- WRITTEN INSTRUCTION
Extract verbatim the rows below, starting at the line that contains "of the guitar" and ending with the final line of the rows.

- DATA SHOWN
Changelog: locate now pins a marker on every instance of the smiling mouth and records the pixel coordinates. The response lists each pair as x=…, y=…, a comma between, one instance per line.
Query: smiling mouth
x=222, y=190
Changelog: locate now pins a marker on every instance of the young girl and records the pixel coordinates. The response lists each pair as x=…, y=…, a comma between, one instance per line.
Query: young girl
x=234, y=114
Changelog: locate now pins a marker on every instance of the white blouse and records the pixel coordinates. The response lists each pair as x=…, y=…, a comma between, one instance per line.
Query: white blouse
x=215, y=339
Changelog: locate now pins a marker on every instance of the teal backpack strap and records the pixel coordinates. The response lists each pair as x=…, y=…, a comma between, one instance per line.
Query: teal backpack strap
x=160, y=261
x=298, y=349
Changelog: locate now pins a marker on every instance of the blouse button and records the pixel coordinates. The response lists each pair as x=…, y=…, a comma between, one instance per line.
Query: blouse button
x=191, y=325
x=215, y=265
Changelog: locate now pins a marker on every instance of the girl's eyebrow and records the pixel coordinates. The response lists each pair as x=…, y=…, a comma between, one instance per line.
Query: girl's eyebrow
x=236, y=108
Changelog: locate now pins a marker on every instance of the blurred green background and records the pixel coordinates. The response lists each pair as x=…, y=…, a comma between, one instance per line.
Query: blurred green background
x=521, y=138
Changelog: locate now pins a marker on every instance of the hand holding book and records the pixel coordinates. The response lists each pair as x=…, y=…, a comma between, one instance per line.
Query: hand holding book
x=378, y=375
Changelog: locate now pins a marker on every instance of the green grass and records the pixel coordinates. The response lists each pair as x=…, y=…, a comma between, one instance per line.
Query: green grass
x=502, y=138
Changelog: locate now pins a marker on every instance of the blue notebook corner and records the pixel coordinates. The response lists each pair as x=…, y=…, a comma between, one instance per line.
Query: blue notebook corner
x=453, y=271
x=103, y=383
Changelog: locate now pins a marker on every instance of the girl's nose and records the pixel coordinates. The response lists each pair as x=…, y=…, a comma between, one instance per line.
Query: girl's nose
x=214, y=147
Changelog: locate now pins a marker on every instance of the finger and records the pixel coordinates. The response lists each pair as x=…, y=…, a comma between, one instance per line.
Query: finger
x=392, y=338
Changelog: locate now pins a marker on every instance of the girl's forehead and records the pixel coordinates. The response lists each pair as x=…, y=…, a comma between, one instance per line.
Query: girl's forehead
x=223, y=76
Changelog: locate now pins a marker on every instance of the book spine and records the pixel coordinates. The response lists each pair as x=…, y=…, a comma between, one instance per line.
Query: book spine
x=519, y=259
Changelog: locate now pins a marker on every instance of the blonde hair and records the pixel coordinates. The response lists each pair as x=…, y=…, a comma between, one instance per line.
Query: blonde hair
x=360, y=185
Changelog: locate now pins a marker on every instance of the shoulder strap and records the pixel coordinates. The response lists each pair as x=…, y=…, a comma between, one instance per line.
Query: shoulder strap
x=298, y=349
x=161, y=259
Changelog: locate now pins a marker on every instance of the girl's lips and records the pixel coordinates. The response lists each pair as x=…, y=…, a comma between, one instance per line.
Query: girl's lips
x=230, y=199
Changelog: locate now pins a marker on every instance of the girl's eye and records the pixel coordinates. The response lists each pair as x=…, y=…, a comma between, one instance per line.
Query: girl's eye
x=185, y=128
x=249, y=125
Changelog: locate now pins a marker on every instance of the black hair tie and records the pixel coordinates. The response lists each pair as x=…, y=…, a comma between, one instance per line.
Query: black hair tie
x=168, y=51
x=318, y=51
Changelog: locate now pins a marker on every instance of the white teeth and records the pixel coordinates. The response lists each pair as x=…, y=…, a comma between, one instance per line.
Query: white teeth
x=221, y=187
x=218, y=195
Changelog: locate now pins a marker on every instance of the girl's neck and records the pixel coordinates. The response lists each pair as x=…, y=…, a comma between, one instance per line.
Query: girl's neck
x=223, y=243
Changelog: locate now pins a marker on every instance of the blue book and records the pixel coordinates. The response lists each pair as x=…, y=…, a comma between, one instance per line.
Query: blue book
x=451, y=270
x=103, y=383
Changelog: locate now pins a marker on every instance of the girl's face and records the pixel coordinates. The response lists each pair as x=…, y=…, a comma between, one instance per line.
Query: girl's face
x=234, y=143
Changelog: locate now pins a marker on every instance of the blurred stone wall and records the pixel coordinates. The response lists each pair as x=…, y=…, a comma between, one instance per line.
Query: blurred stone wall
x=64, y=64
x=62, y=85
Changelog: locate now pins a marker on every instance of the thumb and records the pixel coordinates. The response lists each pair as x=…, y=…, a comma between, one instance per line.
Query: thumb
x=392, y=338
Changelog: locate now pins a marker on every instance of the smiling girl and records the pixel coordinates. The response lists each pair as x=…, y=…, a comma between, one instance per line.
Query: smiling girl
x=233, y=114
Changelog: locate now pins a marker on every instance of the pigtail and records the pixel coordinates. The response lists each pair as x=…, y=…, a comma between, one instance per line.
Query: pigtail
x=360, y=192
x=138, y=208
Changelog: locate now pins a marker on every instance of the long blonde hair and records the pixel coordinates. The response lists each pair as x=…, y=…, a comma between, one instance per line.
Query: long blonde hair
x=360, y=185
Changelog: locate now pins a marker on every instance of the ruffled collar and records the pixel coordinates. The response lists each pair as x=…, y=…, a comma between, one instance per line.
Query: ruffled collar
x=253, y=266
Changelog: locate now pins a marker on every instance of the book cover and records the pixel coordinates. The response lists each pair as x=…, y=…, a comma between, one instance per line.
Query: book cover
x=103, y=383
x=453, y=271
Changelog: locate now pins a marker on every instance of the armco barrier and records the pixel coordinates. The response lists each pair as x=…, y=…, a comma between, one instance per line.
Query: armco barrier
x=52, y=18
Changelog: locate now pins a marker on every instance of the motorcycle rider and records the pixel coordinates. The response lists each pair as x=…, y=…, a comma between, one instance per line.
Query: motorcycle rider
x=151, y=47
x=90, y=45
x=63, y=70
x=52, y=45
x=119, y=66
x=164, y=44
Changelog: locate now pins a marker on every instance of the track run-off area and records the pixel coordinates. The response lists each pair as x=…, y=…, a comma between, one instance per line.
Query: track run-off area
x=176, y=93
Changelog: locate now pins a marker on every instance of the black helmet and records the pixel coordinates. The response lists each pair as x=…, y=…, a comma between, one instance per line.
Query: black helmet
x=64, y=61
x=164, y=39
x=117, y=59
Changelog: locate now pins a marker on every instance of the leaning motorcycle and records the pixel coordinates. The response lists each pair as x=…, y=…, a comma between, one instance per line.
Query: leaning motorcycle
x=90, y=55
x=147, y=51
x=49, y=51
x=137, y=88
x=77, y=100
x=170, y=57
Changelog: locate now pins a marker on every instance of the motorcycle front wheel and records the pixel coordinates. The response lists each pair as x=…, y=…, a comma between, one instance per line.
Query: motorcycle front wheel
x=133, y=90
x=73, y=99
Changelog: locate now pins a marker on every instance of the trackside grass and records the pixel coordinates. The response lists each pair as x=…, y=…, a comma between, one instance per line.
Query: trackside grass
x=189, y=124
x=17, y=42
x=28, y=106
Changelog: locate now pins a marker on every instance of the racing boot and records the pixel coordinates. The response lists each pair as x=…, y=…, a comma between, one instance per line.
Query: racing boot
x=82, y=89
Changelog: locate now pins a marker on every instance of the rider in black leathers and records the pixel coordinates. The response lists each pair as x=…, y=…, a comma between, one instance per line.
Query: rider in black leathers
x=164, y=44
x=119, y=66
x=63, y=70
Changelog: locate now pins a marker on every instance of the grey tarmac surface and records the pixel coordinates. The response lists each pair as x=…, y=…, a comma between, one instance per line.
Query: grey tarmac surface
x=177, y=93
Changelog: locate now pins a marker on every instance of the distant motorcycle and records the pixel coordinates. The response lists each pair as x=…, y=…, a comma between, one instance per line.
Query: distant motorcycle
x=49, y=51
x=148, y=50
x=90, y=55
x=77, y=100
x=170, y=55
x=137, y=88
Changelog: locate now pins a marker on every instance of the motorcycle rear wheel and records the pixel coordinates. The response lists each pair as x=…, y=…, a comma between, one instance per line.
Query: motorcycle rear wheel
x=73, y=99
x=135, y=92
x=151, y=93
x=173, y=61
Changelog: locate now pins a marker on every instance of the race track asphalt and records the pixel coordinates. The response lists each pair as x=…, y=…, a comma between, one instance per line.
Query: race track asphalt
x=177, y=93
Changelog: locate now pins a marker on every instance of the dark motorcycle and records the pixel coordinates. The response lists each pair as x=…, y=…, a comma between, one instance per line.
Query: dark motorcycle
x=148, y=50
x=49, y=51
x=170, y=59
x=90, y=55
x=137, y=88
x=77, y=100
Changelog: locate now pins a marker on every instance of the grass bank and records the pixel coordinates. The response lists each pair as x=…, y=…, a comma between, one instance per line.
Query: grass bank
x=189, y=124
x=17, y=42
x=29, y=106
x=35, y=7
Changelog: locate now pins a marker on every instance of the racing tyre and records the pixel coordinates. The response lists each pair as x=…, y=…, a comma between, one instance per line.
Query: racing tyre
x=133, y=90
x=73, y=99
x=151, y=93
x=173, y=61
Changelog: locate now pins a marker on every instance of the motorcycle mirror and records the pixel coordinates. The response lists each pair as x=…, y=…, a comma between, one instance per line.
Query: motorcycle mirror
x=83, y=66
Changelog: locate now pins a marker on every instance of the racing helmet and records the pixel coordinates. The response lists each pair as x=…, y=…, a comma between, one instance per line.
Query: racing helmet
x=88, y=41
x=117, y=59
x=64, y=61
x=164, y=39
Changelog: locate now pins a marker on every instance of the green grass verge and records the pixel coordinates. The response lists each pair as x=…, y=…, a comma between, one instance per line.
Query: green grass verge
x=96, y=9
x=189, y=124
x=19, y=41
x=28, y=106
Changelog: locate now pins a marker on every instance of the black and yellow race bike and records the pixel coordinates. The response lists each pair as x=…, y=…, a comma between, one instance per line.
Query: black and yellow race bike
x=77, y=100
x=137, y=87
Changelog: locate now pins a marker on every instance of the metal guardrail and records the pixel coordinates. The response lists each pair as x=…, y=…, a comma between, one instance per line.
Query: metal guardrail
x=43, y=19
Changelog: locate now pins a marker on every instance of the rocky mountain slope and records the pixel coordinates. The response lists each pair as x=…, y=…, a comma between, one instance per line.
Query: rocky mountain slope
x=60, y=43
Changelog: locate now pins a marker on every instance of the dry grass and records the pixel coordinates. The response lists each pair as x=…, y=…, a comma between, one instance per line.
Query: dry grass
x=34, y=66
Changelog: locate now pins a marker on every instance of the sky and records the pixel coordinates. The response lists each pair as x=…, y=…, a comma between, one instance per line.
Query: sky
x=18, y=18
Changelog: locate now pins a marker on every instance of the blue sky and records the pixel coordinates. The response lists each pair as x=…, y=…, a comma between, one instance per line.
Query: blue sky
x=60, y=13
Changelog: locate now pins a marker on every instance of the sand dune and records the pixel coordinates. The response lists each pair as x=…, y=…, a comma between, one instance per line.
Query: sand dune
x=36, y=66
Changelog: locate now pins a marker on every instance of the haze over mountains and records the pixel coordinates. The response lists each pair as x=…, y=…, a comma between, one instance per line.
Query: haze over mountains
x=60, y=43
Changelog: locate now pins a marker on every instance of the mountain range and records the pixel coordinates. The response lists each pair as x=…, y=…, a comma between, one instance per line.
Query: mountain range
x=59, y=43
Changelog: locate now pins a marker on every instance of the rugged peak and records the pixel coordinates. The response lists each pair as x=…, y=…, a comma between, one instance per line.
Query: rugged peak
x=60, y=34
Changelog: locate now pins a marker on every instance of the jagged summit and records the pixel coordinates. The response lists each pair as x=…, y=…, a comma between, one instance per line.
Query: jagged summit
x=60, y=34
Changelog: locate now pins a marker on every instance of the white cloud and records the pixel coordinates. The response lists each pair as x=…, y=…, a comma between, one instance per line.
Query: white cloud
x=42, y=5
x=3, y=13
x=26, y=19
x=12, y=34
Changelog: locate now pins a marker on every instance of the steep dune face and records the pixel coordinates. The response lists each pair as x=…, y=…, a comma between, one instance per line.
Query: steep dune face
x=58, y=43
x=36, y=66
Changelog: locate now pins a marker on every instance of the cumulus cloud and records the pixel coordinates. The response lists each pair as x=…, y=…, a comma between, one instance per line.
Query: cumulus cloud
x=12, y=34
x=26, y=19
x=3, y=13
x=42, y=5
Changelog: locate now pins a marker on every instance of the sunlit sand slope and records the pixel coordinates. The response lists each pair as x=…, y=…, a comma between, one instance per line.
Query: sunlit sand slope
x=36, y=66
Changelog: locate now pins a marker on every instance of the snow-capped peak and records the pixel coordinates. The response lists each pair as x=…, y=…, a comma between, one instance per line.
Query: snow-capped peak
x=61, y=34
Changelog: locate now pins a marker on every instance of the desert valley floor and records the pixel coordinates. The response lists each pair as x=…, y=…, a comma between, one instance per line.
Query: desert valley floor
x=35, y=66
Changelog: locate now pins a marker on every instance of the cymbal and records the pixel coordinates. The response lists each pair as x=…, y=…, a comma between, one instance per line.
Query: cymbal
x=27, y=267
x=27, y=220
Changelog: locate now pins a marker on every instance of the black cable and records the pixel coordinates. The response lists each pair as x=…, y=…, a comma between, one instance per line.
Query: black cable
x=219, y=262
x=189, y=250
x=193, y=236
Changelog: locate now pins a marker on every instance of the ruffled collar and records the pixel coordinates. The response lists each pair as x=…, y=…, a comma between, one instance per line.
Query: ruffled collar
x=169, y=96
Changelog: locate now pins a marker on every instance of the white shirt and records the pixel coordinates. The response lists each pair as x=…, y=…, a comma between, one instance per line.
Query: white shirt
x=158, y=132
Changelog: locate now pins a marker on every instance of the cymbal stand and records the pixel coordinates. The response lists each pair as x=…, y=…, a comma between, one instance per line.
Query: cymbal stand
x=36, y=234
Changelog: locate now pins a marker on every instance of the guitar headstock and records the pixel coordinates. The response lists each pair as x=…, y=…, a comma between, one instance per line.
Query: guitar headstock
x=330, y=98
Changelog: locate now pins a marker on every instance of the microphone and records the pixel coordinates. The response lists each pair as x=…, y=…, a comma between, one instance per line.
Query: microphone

- TASK RESULT
Changelog: locate now pins a marker on every instance of the guitar headstock and records the pixel coordinates. The response lists each pair as x=…, y=…, a comma between, one instance per line.
Query: guitar headstock
x=330, y=98
Changelog: locate now pins a marker on every instance of the microphone and records the pixel coordinates. The response lists each pair as x=…, y=…, a comma between, one instance per line.
Query: microphone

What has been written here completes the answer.